-- Polecenie 1 --
Policz wiersze wpisów, w których występuje ciąg „with”, i podaj wyłącznie ich liczbę.

Szczególnie napawa mnie oburzeniem fakt, że uzurpuje sobie Pani prawo do narzucania ludziom swojej wizji świata. Kobiety protestujące w Czarnych Marszach w żadnym przypadku nie chcą wpływać na życie kobiet, które nie aprobują aborcji. Upominają się o własny los, nie próbując wpływać na losy innych.

Pani i środowiska, które Pani reprezentuje, zachowujecie się tak, jakby w Polsce funkcjonował obowiązek dokonania aborcji przez każdą kobietę przynajmniej raz w życiu. Gdyby tak było, stanęłabym w proteście obok Pani. Gdyby był obowiązek usuwania płodów chorych, uszkodzonych, niezdolnych do samodzielnego życia – także protestowałabym i krzyczała NIE! wniebogłosy. Ale takiego prawa nie ma, droga Pani! Każda kobieta może zadecydować o tym, że urodzi dziecko, nawet jeśli nie ma ono mózgu, oczu, kończyn czy skóry. Uważam to za egoizm i okrucieństwo wobec tego maleństwa, którego jedynym doświadczeniem w życiu będzie niewyobrażalne cierpienie, ale cóż… nikt nie ma prawa kobiecie zabronić podjęcia takiej decyzji.

I również nikt na świecie na ma prawa nakazać kobiecie, by podjęła decyzję przeciwną.
Wiem, że jest Pani matką dziecka dotkniętego trisomią 21. Nie mam pojęcia, jakie są Pani emocjonalne doświadczenia w tej materii, ale wybaczy Pani – zachowuje się Pani jak osoba, która chce się zemścić na całym świecie za zrządzenie losu, które Panią dotknęło. Przykro mi, ale tak to wygląda – ja muszę przez to przechodzić, to i każda z was też. A to jest wstrętne i wobec Pani dziecka, i wobec tych wszystkich dzieci i matek, które borykają się z problemem tej ciężkiej choroby.

-- Wykaz danych --
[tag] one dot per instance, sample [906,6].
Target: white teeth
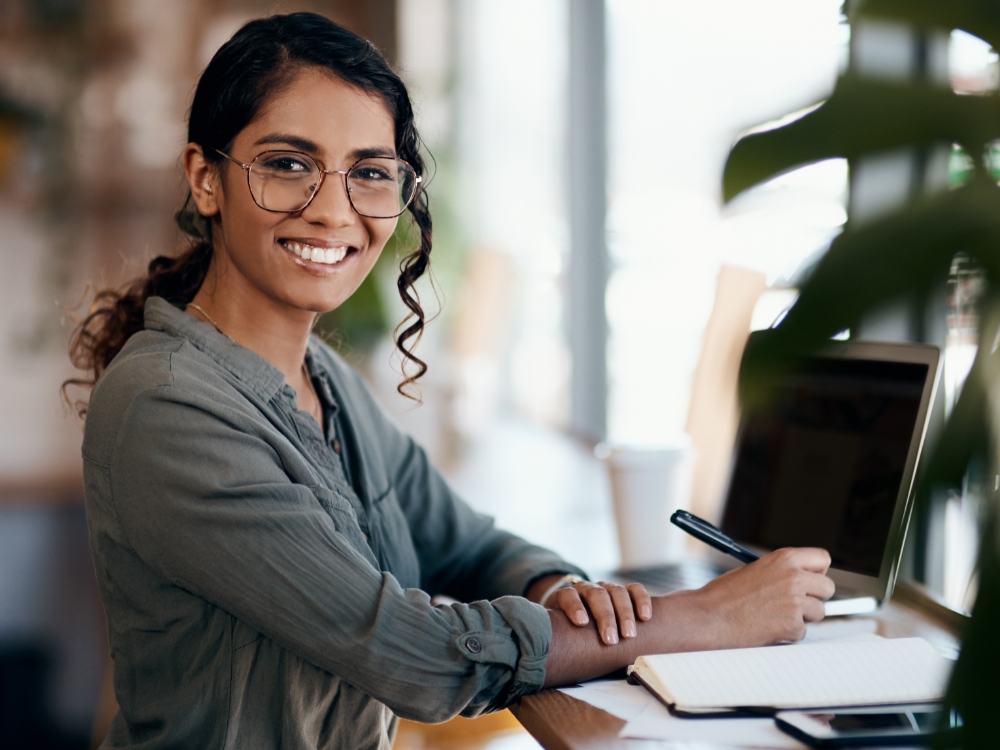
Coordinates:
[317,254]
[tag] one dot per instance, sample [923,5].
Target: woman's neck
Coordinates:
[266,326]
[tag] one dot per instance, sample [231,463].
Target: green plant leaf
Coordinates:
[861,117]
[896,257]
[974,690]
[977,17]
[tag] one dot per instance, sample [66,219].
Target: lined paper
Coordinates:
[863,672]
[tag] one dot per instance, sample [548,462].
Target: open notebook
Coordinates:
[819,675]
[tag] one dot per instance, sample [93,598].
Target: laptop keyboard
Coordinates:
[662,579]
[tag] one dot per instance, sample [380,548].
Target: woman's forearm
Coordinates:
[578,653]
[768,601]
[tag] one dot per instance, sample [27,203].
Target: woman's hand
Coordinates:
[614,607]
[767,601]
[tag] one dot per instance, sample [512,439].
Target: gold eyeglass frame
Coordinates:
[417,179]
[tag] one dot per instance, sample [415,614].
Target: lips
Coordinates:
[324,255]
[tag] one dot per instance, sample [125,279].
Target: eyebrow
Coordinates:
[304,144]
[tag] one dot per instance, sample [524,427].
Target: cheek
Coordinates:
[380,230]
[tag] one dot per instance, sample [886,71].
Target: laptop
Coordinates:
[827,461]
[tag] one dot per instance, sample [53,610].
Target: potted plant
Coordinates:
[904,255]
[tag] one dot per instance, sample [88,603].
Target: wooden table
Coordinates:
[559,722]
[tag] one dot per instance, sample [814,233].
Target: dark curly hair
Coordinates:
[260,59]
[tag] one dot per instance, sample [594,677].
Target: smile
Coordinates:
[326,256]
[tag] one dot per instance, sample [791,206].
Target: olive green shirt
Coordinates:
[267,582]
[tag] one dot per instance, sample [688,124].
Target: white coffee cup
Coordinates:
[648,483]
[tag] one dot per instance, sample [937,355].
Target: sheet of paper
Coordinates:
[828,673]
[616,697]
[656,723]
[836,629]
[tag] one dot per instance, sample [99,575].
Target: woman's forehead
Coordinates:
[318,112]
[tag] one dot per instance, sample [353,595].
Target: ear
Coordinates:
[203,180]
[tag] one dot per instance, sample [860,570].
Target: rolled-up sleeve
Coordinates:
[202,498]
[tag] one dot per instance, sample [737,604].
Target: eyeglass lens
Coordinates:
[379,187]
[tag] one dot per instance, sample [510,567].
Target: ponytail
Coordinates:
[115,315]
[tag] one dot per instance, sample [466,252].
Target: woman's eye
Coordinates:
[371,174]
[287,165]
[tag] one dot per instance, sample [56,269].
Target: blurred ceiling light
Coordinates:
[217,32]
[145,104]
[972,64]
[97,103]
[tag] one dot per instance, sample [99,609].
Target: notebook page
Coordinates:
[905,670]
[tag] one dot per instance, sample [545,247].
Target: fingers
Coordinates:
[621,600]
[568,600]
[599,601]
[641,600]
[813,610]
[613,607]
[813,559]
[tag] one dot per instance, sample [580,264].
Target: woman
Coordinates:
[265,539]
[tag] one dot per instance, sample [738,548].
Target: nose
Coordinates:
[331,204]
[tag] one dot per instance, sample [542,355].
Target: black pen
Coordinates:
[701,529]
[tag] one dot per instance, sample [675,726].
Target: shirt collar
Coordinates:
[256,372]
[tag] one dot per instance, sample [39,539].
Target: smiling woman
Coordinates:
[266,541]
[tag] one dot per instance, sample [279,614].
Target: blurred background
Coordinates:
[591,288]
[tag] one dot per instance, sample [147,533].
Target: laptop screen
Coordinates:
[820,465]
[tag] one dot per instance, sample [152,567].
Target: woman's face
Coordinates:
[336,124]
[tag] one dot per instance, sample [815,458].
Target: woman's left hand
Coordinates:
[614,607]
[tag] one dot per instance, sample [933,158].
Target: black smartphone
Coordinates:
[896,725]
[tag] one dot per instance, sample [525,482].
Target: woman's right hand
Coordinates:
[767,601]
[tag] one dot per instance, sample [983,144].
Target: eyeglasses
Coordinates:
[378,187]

* * *

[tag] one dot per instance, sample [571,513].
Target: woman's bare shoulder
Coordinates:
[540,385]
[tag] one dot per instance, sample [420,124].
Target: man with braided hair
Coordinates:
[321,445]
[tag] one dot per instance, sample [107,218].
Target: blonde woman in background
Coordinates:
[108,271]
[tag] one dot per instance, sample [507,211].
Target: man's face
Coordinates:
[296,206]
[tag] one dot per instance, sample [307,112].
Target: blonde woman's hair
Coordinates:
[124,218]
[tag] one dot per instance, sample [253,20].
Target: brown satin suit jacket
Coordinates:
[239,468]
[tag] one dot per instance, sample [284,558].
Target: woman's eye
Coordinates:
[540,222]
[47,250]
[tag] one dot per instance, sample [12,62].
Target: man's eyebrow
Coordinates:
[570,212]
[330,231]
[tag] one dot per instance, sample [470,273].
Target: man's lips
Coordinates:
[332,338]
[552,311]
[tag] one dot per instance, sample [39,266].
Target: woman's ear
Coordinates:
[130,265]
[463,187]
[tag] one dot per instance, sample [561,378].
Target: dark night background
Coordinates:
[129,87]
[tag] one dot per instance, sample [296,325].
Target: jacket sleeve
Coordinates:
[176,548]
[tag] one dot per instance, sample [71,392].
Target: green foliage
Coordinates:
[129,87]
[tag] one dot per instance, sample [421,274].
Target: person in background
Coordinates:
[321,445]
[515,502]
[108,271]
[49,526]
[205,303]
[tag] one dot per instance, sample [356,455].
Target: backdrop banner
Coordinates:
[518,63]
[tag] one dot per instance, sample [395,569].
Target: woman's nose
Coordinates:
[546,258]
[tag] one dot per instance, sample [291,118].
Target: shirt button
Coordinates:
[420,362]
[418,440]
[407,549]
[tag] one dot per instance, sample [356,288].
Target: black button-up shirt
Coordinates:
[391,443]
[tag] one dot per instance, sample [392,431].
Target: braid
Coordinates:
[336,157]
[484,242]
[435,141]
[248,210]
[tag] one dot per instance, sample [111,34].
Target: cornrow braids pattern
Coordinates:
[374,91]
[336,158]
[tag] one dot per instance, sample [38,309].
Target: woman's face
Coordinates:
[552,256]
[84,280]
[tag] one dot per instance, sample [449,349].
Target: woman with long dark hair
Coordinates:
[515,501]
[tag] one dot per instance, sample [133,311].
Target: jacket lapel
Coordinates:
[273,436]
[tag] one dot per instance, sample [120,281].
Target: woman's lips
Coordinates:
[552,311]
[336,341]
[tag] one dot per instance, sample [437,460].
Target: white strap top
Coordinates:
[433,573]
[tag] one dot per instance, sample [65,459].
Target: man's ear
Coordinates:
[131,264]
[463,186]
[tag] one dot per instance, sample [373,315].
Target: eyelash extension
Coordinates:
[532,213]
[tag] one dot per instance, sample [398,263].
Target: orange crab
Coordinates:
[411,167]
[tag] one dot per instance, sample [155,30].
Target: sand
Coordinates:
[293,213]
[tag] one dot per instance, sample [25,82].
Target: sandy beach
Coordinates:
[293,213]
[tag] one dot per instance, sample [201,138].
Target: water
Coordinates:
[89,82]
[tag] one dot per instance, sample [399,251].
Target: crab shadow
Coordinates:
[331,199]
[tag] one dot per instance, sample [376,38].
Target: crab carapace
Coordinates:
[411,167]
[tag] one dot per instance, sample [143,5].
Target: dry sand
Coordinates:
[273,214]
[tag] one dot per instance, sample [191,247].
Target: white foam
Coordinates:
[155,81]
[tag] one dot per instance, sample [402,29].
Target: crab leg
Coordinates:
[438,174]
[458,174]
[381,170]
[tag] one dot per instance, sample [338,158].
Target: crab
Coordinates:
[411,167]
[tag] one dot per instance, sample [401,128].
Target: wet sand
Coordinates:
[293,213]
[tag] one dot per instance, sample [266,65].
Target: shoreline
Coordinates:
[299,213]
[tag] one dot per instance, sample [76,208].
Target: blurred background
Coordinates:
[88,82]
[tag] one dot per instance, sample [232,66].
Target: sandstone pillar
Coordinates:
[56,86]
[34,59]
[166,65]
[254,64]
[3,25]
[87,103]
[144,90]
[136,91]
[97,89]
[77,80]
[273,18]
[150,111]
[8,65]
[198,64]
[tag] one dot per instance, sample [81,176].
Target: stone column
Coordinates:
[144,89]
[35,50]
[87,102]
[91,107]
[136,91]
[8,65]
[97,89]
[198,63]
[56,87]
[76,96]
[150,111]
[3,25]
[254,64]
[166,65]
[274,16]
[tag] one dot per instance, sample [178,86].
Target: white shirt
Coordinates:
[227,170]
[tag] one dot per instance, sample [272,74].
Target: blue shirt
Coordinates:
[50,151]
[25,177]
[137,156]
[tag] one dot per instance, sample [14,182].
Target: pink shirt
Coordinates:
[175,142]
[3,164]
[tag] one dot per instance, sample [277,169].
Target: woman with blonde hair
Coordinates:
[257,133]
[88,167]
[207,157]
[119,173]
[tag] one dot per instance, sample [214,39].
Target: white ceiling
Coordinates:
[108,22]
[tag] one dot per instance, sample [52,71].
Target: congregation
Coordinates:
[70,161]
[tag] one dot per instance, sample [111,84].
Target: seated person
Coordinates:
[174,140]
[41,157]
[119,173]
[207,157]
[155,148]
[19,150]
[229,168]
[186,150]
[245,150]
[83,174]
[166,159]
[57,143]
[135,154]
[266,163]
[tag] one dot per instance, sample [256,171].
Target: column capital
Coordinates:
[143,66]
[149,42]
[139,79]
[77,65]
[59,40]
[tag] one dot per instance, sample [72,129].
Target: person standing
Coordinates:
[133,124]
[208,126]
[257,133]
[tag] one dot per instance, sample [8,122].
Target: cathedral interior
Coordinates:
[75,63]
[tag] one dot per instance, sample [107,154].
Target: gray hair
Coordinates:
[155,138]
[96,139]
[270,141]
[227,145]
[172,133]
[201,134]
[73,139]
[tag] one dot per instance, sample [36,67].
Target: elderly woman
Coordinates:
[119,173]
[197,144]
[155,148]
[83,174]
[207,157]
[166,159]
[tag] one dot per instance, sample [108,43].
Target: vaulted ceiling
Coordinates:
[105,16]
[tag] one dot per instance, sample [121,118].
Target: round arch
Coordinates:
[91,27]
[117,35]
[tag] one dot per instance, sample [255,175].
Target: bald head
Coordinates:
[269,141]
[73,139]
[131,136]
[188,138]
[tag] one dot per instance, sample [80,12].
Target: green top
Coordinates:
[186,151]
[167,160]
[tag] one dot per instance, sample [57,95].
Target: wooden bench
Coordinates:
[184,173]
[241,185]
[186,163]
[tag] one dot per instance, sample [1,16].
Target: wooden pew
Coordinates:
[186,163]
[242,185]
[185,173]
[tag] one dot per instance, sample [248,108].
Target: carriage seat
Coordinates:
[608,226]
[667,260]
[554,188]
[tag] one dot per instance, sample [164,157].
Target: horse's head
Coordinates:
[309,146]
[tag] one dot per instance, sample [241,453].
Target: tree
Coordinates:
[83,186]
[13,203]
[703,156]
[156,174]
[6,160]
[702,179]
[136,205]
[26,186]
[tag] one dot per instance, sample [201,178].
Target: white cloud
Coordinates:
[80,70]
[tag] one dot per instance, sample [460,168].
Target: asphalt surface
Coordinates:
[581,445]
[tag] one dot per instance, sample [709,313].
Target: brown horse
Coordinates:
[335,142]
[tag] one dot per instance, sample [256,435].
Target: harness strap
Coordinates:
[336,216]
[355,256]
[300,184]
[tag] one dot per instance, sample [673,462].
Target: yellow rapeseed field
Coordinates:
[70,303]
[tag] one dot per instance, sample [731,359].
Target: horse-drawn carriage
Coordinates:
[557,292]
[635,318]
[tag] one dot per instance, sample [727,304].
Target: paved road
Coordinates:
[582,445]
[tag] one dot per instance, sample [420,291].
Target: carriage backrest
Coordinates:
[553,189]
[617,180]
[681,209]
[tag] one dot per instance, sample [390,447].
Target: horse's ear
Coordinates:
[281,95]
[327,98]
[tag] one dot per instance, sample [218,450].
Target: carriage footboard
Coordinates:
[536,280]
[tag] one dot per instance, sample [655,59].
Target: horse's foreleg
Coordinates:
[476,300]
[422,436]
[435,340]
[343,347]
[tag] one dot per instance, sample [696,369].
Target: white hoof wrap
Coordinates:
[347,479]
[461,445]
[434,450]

-- Polecenie 2 --
Przepisz bez zmian fragment tekstu o protestach w Czarnych Marszach, zaczynając od „Szczególnie napawa mnie”, a kończąc na „na losy innych.”.

-- Wynik zadania 1 --
3

-- Wynik zadania 2 --
Szczególnie napawa mnie oburzeniem fakt, że uzurpuje sobie Pani prawo do narzucania ludziom swojej wizji świata. Kobiety protestujące w Czarnych Marszach w żadnym przypadku nie chcą wpływać na życie kobiet, które nie aprobują aborcji. Upominają się o własny los, nie próbując wpływać na losy innych.